### Data for the task
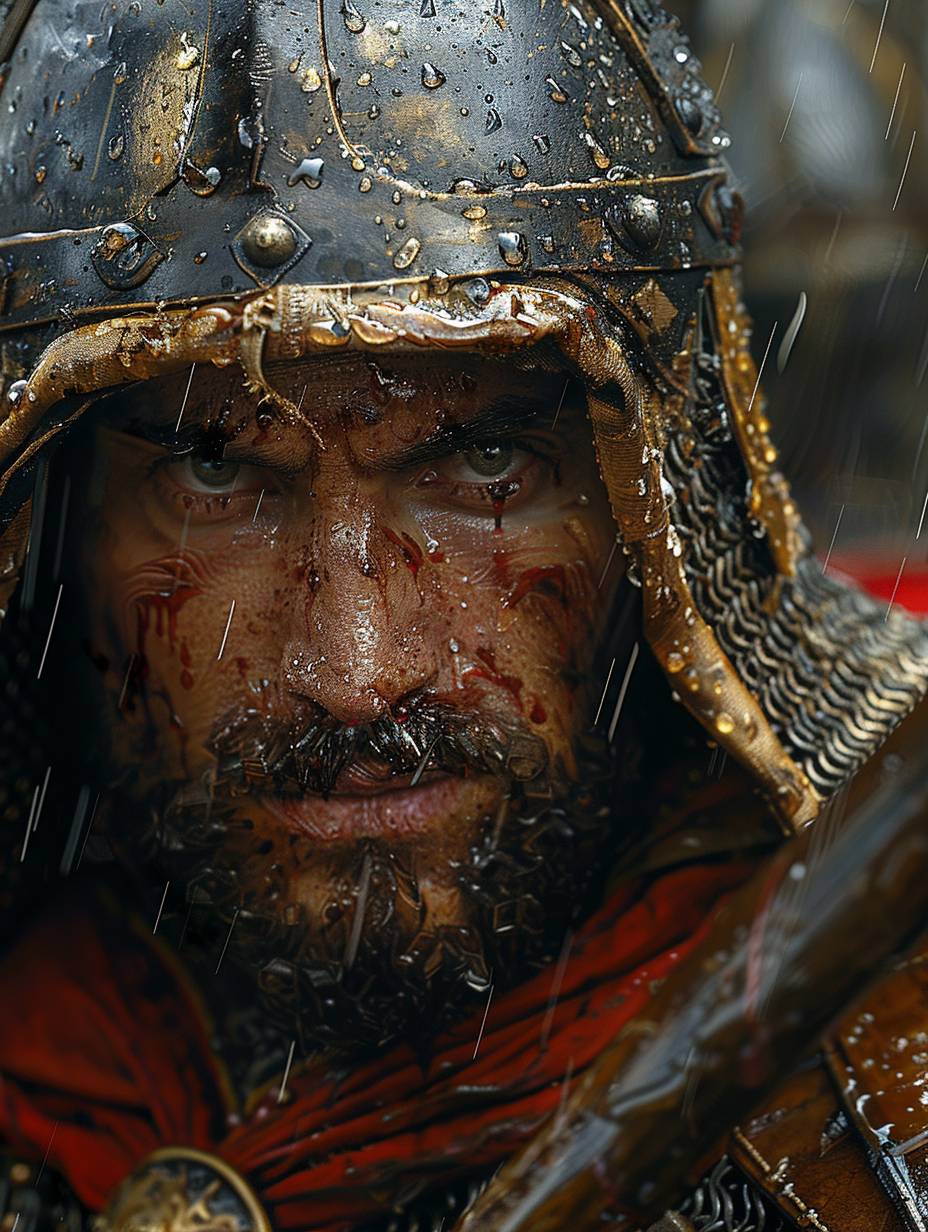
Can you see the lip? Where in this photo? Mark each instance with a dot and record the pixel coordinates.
(386, 808)
(356, 781)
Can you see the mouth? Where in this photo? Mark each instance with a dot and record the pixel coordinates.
(364, 805)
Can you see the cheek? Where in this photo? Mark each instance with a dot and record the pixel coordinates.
(187, 635)
(523, 617)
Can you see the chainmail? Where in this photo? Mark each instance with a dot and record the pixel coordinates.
(725, 1201)
(832, 670)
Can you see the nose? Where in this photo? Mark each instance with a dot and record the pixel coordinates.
(362, 638)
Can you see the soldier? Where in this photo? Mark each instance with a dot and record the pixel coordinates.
(419, 633)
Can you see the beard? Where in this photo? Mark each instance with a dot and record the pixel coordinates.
(340, 939)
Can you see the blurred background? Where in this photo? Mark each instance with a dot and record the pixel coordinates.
(827, 105)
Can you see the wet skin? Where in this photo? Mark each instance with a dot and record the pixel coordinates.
(446, 550)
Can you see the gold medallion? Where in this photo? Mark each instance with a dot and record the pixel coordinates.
(179, 1189)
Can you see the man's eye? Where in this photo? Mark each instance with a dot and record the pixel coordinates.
(212, 473)
(489, 458)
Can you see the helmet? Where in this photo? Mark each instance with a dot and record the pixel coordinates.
(239, 184)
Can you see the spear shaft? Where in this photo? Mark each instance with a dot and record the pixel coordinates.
(788, 955)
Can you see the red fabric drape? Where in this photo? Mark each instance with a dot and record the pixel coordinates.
(105, 1057)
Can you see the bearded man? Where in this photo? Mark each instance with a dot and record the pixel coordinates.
(411, 638)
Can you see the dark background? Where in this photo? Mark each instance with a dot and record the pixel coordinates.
(822, 131)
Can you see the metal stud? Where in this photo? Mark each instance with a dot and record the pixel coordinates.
(268, 240)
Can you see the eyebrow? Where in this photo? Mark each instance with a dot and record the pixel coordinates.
(503, 415)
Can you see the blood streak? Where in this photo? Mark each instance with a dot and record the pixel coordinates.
(546, 579)
(409, 550)
(159, 590)
(488, 670)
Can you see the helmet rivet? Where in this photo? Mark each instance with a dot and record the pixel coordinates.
(268, 240)
(642, 222)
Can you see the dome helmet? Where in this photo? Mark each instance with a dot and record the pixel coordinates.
(243, 184)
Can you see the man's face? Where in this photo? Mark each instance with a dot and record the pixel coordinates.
(349, 691)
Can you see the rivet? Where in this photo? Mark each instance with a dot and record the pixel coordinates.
(268, 240)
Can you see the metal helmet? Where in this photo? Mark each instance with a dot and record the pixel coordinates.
(216, 182)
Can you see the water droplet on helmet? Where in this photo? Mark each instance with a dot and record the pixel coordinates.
(123, 256)
(571, 54)
(513, 248)
(597, 153)
(354, 20)
(641, 222)
(691, 115)
(308, 171)
(189, 56)
(431, 77)
(14, 394)
(407, 254)
(555, 91)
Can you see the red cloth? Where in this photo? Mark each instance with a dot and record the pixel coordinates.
(105, 1057)
(907, 588)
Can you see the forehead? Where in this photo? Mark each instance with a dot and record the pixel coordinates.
(412, 392)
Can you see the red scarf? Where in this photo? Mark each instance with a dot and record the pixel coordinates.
(105, 1057)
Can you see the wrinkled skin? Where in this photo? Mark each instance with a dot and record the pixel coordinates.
(349, 694)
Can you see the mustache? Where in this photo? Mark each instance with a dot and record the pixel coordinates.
(307, 753)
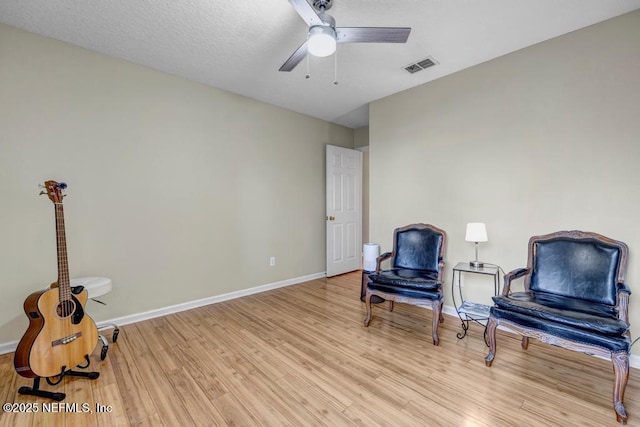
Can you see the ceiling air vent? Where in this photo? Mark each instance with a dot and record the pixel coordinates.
(421, 65)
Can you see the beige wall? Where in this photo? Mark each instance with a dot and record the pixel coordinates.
(177, 191)
(541, 140)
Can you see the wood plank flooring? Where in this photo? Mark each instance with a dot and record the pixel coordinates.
(300, 356)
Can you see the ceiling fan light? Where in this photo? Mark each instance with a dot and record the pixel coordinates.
(322, 40)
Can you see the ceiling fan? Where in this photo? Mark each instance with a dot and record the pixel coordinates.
(323, 33)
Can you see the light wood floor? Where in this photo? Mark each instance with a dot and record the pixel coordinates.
(300, 356)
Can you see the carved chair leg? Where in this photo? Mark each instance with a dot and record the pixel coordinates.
(621, 372)
(436, 306)
(367, 303)
(492, 324)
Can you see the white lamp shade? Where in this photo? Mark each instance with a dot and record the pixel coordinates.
(476, 232)
(322, 40)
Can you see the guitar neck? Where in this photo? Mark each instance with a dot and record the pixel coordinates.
(64, 287)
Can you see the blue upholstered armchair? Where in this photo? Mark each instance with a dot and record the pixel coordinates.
(415, 277)
(574, 297)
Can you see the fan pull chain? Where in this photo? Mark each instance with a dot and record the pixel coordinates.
(335, 67)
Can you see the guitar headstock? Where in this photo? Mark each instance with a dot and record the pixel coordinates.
(53, 190)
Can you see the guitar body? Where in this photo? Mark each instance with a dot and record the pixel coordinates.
(52, 342)
(61, 335)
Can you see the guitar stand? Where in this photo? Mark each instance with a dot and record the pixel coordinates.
(35, 390)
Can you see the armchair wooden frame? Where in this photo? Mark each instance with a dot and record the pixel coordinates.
(620, 360)
(435, 305)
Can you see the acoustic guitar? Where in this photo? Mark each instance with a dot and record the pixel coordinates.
(60, 334)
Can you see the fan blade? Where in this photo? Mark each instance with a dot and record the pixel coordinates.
(372, 34)
(306, 11)
(295, 59)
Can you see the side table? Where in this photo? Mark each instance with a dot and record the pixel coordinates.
(469, 311)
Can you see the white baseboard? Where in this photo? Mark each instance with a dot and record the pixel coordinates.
(8, 347)
(151, 314)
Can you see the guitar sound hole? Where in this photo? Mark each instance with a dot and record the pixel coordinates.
(66, 308)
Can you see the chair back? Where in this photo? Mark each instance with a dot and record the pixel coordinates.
(418, 247)
(577, 264)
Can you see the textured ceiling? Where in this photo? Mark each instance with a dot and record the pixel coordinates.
(239, 45)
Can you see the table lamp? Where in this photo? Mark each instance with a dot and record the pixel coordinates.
(476, 232)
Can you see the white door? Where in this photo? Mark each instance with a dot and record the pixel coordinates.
(344, 210)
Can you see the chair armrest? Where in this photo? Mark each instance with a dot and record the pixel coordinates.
(381, 258)
(513, 274)
(441, 271)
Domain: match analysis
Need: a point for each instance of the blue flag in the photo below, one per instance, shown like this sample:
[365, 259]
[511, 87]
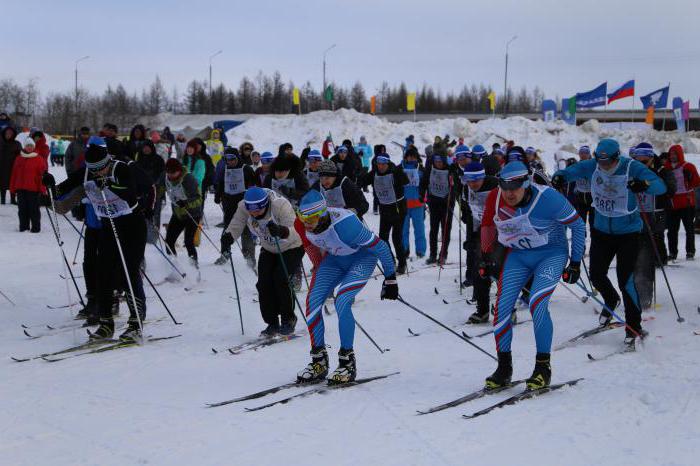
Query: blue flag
[595, 98]
[656, 99]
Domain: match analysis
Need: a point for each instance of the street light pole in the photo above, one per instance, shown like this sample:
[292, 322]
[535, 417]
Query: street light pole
[323, 93]
[210, 91]
[505, 80]
[76, 86]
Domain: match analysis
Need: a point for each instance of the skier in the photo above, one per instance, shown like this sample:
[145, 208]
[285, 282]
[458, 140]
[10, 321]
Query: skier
[415, 207]
[339, 191]
[271, 217]
[682, 203]
[186, 205]
[530, 220]
[232, 179]
[351, 256]
[438, 182]
[615, 181]
[114, 189]
[388, 183]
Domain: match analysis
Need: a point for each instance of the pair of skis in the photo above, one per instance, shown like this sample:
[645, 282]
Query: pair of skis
[306, 393]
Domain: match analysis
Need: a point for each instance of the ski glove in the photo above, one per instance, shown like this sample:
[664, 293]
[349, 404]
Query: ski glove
[279, 231]
[390, 288]
[637, 186]
[572, 272]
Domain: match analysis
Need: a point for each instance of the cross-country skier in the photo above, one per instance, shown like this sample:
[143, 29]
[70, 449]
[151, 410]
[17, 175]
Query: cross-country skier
[271, 218]
[233, 177]
[351, 256]
[615, 182]
[530, 220]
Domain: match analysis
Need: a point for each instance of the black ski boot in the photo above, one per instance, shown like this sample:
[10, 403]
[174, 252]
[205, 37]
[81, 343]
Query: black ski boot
[104, 331]
[317, 368]
[347, 369]
[542, 374]
[503, 374]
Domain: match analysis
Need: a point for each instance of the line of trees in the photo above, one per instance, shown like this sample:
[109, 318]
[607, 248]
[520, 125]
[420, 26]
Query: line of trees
[63, 112]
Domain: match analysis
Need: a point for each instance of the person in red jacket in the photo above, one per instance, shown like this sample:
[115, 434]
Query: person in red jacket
[682, 203]
[26, 184]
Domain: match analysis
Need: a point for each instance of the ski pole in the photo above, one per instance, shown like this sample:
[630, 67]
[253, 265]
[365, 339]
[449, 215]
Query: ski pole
[658, 258]
[143, 272]
[605, 306]
[126, 270]
[461, 337]
[75, 256]
[238, 296]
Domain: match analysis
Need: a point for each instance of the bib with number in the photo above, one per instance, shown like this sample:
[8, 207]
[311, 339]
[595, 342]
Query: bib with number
[233, 181]
[328, 240]
[610, 194]
[384, 188]
[517, 232]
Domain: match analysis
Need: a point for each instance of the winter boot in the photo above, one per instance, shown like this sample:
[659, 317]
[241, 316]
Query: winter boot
[104, 331]
[347, 369]
[132, 334]
[542, 374]
[317, 369]
[503, 374]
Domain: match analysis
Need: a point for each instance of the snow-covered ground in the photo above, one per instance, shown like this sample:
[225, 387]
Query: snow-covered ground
[145, 405]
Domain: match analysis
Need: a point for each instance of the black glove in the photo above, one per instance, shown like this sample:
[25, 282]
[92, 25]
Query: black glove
[558, 182]
[637, 186]
[572, 272]
[48, 180]
[390, 288]
[279, 231]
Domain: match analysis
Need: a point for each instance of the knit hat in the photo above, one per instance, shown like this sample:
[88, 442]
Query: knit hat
[327, 168]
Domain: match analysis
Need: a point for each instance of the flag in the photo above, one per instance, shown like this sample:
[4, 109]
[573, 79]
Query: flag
[492, 101]
[568, 110]
[592, 98]
[328, 93]
[650, 116]
[626, 90]
[549, 110]
[657, 99]
[411, 102]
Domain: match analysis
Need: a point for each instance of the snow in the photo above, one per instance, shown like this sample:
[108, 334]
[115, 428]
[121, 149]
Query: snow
[146, 405]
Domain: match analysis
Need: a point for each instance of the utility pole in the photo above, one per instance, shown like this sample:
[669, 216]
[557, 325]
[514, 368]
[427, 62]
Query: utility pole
[323, 92]
[505, 80]
[211, 57]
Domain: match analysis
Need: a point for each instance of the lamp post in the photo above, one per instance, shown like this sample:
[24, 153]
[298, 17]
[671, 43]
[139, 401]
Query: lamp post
[76, 86]
[211, 57]
[323, 93]
[505, 80]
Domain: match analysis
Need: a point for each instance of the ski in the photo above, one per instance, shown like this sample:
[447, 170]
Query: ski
[323, 389]
[263, 393]
[469, 397]
[524, 395]
[117, 345]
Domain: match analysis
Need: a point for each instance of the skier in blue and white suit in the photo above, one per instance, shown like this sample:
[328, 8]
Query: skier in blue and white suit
[351, 253]
[530, 220]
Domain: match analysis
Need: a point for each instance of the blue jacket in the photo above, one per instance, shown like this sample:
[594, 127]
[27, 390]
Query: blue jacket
[631, 223]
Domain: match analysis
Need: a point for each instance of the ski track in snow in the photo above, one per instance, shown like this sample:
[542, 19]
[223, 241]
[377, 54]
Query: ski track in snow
[146, 405]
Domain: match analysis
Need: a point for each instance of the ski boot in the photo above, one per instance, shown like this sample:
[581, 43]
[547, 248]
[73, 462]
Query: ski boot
[318, 367]
[347, 370]
[287, 327]
[225, 255]
[104, 331]
[132, 334]
[542, 374]
[503, 374]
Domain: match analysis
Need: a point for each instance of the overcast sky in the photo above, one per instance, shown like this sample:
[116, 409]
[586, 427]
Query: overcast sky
[564, 46]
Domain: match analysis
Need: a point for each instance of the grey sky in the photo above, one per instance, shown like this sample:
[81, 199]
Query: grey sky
[563, 46]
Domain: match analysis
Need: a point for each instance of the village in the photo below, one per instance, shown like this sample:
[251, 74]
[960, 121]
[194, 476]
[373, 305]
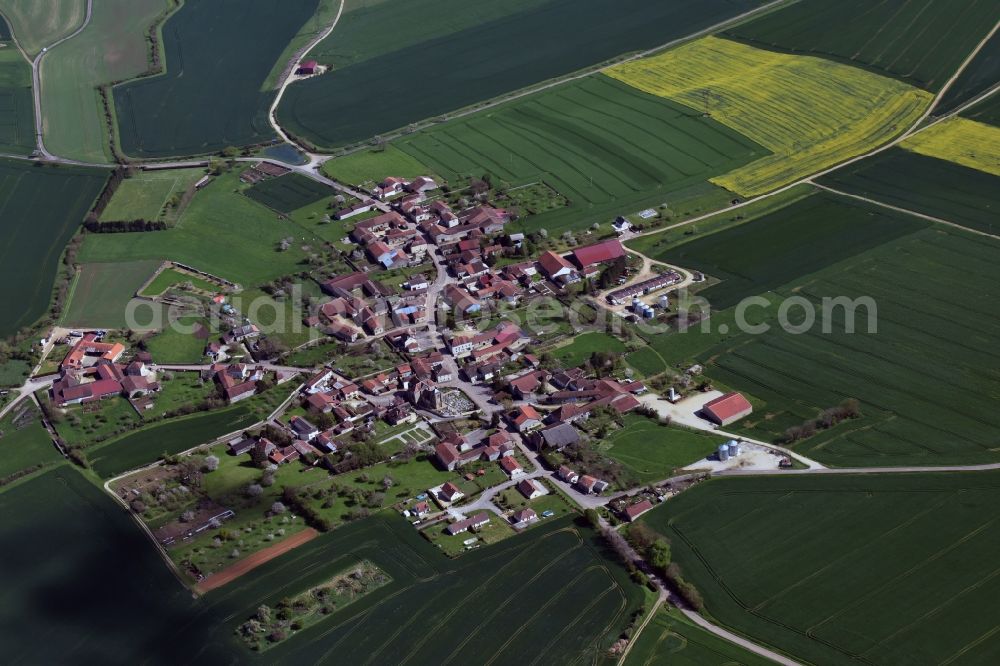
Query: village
[475, 433]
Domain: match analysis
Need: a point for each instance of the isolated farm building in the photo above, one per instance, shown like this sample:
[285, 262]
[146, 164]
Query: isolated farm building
[307, 68]
[633, 511]
[726, 409]
[530, 489]
[238, 447]
[524, 517]
[473, 523]
[590, 257]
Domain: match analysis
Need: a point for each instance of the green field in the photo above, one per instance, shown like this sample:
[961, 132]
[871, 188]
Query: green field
[986, 111]
[176, 346]
[371, 166]
[670, 639]
[798, 239]
[578, 352]
[654, 451]
[976, 78]
[145, 194]
[24, 442]
[552, 588]
[218, 217]
[810, 113]
[112, 47]
[924, 379]
[849, 569]
[146, 445]
[206, 101]
[40, 210]
[922, 42]
[925, 185]
[17, 116]
[502, 47]
[101, 292]
[608, 148]
[289, 192]
[37, 23]
[171, 277]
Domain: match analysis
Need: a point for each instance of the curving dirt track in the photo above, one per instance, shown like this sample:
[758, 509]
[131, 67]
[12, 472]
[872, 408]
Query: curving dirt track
[231, 573]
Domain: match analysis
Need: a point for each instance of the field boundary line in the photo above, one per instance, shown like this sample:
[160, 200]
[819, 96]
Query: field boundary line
[286, 78]
[400, 132]
[900, 209]
[810, 180]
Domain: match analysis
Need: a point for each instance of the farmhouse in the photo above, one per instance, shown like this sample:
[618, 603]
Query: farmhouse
[530, 489]
[474, 523]
[727, 409]
[588, 259]
[633, 511]
[88, 350]
[524, 517]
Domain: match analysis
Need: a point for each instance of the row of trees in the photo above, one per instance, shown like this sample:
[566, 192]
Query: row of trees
[123, 226]
[848, 409]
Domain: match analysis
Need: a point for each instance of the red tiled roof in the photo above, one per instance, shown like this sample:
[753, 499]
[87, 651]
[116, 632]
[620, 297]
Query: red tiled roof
[552, 263]
[635, 510]
[727, 406]
[598, 253]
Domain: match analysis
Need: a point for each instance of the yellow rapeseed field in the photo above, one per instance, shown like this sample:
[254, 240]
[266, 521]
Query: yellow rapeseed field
[967, 142]
[810, 112]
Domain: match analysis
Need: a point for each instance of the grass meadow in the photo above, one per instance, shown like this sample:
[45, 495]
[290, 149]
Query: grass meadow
[17, 117]
[670, 639]
[966, 142]
[172, 277]
[810, 113]
[38, 24]
[923, 379]
[100, 293]
[891, 570]
[579, 350]
[222, 232]
[551, 592]
[145, 445]
[41, 209]
[795, 240]
[371, 166]
[205, 102]
[605, 146]
[927, 185]
[654, 451]
[922, 42]
[503, 47]
[113, 47]
[976, 78]
[145, 195]
[289, 192]
[24, 441]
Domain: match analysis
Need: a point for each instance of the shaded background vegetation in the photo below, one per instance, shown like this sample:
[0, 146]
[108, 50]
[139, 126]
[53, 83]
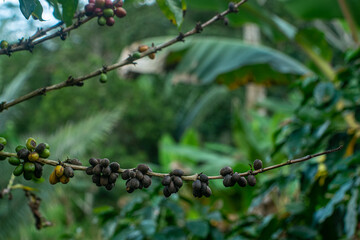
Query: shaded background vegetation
[195, 110]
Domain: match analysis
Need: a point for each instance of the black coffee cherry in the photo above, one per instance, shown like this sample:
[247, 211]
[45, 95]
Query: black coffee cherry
[242, 182]
[96, 179]
[235, 177]
[197, 185]
[130, 190]
[139, 175]
[113, 177]
[177, 172]
[207, 192]
[177, 181]
[106, 171]
[23, 153]
[197, 193]
[40, 148]
[228, 181]
[172, 187]
[166, 192]
[104, 162]
[97, 169]
[203, 178]
[146, 181]
[225, 171]
[115, 167]
[203, 187]
[143, 168]
[89, 171]
[126, 174]
[251, 180]
[109, 186]
[132, 174]
[68, 172]
[257, 164]
[166, 180]
[134, 183]
[104, 180]
[93, 162]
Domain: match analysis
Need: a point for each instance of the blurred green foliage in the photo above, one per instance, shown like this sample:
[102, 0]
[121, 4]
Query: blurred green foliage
[193, 113]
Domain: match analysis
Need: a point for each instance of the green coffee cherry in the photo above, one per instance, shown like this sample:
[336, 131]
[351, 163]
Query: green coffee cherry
[29, 167]
[28, 175]
[31, 144]
[103, 78]
[4, 44]
[18, 148]
[3, 141]
[18, 170]
[14, 161]
[45, 153]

### What you should do
Above are the entries; copy every line among them that contains the word "below".

### Problem solution
Need: a point for each instance of the blue flag in the photo below, one per instance, shown like this sample:
Need: a point for each instance of the village in the photo below, one per instance, shown like this sample:
Need: a point for each instance of the shaded background vegetation in the photo below, one per instance, shown like this sample:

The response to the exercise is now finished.